Data excerpts:
····················

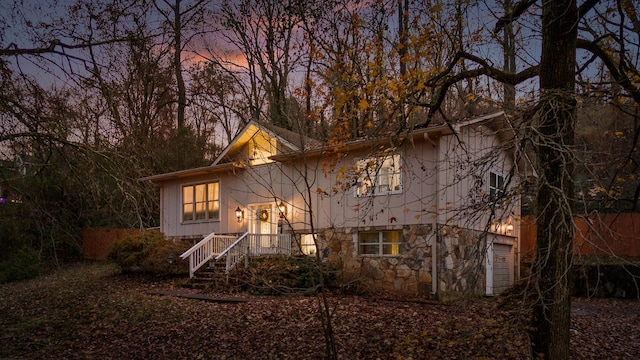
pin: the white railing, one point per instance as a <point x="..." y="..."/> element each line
<point x="236" y="252"/>
<point x="235" y="249"/>
<point x="205" y="250"/>
<point x="255" y="245"/>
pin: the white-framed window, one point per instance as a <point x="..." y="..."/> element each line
<point x="379" y="242"/>
<point x="379" y="175"/>
<point x="496" y="186"/>
<point x="201" y="202"/>
<point x="307" y="245"/>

····················

Task item: Every record must be copied exactly, with images dropped from the result.

Task response:
pin: the white railing, one point per instance as a <point x="..." y="..."/> element each line
<point x="236" y="252"/>
<point x="235" y="249"/>
<point x="205" y="250"/>
<point x="255" y="245"/>
pin: the white-framed window, one point per instance as a <point x="..." y="..."/> element each line
<point x="379" y="242"/>
<point x="379" y="175"/>
<point x="496" y="186"/>
<point x="201" y="202"/>
<point x="307" y="245"/>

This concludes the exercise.